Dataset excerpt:
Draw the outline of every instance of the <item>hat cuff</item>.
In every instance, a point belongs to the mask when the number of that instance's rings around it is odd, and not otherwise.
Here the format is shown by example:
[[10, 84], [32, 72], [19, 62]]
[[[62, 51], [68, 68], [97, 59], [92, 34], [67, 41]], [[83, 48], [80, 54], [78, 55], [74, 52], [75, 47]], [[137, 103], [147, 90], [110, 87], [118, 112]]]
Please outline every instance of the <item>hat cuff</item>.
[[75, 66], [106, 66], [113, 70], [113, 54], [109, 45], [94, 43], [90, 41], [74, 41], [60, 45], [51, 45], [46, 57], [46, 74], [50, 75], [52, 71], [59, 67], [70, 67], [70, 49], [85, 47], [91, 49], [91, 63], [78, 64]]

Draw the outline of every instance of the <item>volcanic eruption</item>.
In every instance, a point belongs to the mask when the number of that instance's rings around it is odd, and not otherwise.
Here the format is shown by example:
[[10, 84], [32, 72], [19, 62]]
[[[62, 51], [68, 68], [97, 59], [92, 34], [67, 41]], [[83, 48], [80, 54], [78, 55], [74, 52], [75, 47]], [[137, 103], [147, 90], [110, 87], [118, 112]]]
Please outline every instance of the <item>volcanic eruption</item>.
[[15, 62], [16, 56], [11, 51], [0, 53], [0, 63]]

OBJECTIVE:
Could you update all of the items above by replacing every occurrence of "Draw" with "Trace" and keeping everything else the same?

TASK RESULT:
Trace the outline of every instance of the <item>hat cuff</item>.
In every instance, a point belongs to the mask when the number of that instance's rings around it is odd, and not otherwise.
Here the format is shown by example:
[[10, 84], [32, 72], [19, 62]]
[[[62, 51], [68, 68], [97, 59], [92, 34], [67, 41]], [[83, 48], [80, 54], [78, 55], [74, 52], [75, 47]], [[137, 103], [147, 90], [110, 87], [118, 112]]]
Please outline every instance of the <item>hat cuff</item>.
[[75, 66], [106, 66], [113, 70], [113, 54], [109, 45], [94, 43], [90, 41], [74, 41], [60, 45], [51, 45], [46, 57], [46, 74], [50, 75], [52, 71], [59, 67], [70, 67], [70, 49], [85, 47], [91, 49], [91, 63], [78, 64]]

Trace the outline of every instance of the <item>volcanic eruption</item>.
In every instance, a point belongs to the mask when the number of that instance's rings around it is odd, and not otherwise.
Here the format is shown by example:
[[10, 84], [32, 72], [19, 62]]
[[[62, 51], [68, 68], [97, 59], [92, 34], [67, 41]], [[83, 48], [80, 54], [78, 55], [74, 52], [75, 47]], [[137, 103], [147, 90], [110, 87], [118, 112]]]
Please outline every instance of the <item>volcanic eruption</item>.
[[15, 62], [16, 56], [11, 51], [0, 53], [0, 63]]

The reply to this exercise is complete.